*PROVIDED TEXT*:
╭──

Spouse is out of the closet, now what?

By PAT BURSON, Newsday

Like many other female fans of Terry McMillan’s work, LaKeisha Rodgers was shocked to learn that the “Waiting to Exhale” author’s husband recently came out of the closet.

“You think some marriages are good, and it’s, like, you think they’re happy, but I guess some things are very well hidden,” says Rodgers, single and 35.

Rodgers saw the movie based on McMillan’s best seller “How Stella Got Her Groove Back,” inspired by the love affair the writer had with Jonathan Plummer, 23 years her junior, on a Jamaican vacation in 1995.

McMillan, now 53, recently filed for divorce in California from Plummer, 30, after he told her he was gay. However, Plummer’s sexual orientation is only one of many issues in what will be a very messy, public divorce.

The breakup has all the intrigue of last year’s bombshell from former New Jersey Gov. James McGreevey, who held a televised news conference — his wife at his side — to announce his resignation after coming out as a “gay American” and admitting he’d had an adulterous affair with a man.

While titillating and tragic, such revelations have more than a few women wondering: If McMillan, a savvy woman who has made a fortune writing about male-female relationships, could be married to him for six years and not know he was gay, are the rest of us only an exhale away from finding out the same about the men (or women) we’re dating or married to?

Finding out your partner is gay is not so uncommon, says Amity Pierce Buxton, executive director of the Straight Spouse Network, which provides support and resources to heterosexual husbands and wives of gay, lesbian, bisexual, transgender and gay-straight spouses. Buxton, whose ex came out after 25 years of marriage and two children, wrote about the experience in “The Other Side of the Closet: The Coming-Out Crisis for Straight Spouses and Families” (John Wiley & Sons, $18.95).

When spouses announce they’re gay, the focus usually is on them, while the heterosexual mate is ignored or forgotten, Buxton says. “People don’t pay attention to them; they sympathize with the person who came out,” she says. “What they don’t realize is when you’re married, it becomes a family matter.”

Straight spouses must not blame themselves, she says, but allow time to work through their anger and to grieve.

Questions from friends, family members and others can compound the pain heterosexual partners report feeling, leaving them asking, “Why didn’t I know?” But when a partner has become a master at keeping his or her sexual identity hidden, it’s not so easy to know the truth, Buxton says.

╰──

*EXERCISE INSTRUCTIONS*:
a) Answer these questions from the Newsday article on spouses coming out:
(i) How old was Jonathan Plummer when McMillan filed for divorce?
(ii) What organization does Amity Pierce Buxton lead as executive director?
(iii) After how many years of marriage did Buxton's ex come out?
b) According to Buxton in the Newsday article, why is it often hard for a straight spouse to know that a partner is gay?

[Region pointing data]
╭──

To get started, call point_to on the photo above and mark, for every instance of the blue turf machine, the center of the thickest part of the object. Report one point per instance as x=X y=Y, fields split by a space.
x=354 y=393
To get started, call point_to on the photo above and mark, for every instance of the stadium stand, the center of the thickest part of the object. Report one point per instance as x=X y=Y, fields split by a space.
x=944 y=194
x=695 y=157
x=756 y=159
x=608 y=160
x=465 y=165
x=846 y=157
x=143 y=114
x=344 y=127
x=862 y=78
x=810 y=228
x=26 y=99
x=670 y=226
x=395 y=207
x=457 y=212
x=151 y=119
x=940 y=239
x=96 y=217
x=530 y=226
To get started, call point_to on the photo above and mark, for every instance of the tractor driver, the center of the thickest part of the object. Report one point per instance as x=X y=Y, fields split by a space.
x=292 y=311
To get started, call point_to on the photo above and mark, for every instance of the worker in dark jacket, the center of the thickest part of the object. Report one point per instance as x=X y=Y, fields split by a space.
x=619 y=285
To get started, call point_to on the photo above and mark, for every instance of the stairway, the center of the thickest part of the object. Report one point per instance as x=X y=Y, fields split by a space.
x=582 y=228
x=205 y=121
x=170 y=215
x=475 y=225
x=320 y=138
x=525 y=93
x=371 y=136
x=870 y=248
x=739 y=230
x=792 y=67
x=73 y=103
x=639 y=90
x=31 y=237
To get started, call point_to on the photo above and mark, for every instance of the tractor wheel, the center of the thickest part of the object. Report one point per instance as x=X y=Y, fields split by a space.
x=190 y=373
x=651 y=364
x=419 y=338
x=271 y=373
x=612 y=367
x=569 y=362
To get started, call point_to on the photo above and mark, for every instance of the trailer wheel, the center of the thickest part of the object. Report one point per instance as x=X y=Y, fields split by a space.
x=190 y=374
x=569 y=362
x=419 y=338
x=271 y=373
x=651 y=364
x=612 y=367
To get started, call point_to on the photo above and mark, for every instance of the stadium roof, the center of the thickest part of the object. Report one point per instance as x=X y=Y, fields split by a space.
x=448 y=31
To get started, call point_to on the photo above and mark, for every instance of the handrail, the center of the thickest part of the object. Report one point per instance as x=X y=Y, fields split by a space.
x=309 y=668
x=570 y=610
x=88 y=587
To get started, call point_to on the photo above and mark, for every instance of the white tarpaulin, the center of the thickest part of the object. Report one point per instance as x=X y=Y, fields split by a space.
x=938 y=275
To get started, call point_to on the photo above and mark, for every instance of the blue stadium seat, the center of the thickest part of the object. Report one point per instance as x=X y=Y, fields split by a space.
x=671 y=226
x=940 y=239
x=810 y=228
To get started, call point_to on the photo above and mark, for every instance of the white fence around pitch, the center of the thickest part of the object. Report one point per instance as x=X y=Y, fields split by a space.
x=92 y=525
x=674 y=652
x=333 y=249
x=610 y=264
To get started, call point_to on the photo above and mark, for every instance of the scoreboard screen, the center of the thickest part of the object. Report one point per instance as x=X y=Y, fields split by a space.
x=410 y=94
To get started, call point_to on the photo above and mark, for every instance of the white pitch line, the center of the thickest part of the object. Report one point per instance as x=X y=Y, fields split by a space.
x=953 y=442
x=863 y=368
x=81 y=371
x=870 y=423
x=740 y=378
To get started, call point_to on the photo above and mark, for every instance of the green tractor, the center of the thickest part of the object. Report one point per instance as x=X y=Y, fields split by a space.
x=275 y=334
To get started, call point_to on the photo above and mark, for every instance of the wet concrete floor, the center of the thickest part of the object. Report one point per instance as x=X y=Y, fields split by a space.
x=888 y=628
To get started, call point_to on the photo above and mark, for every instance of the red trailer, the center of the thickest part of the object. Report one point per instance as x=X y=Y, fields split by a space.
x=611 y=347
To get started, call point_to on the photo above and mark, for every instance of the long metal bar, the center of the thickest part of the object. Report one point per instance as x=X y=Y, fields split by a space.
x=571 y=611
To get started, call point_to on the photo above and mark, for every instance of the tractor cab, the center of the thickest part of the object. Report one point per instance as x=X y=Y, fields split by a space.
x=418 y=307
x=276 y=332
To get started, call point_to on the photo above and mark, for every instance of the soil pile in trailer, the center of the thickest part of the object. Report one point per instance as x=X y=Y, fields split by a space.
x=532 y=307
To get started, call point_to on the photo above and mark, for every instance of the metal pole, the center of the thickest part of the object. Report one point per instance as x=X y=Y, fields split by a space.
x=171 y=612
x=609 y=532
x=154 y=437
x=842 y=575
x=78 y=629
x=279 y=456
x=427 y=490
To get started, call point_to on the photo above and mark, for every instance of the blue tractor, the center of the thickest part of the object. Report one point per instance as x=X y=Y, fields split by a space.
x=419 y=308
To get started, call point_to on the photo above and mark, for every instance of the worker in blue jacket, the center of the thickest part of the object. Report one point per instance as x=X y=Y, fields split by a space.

╰──

*SOLVED TASKS*:
a)
(i) He was 30.
(ii) She leads the Straight Spouse Network.
(iii) Her ex came out after 25 years of marriage.

b) Buxton says that when a partner has become a master at keeping his or her sexual identity hidden, it is not easy to know the truth.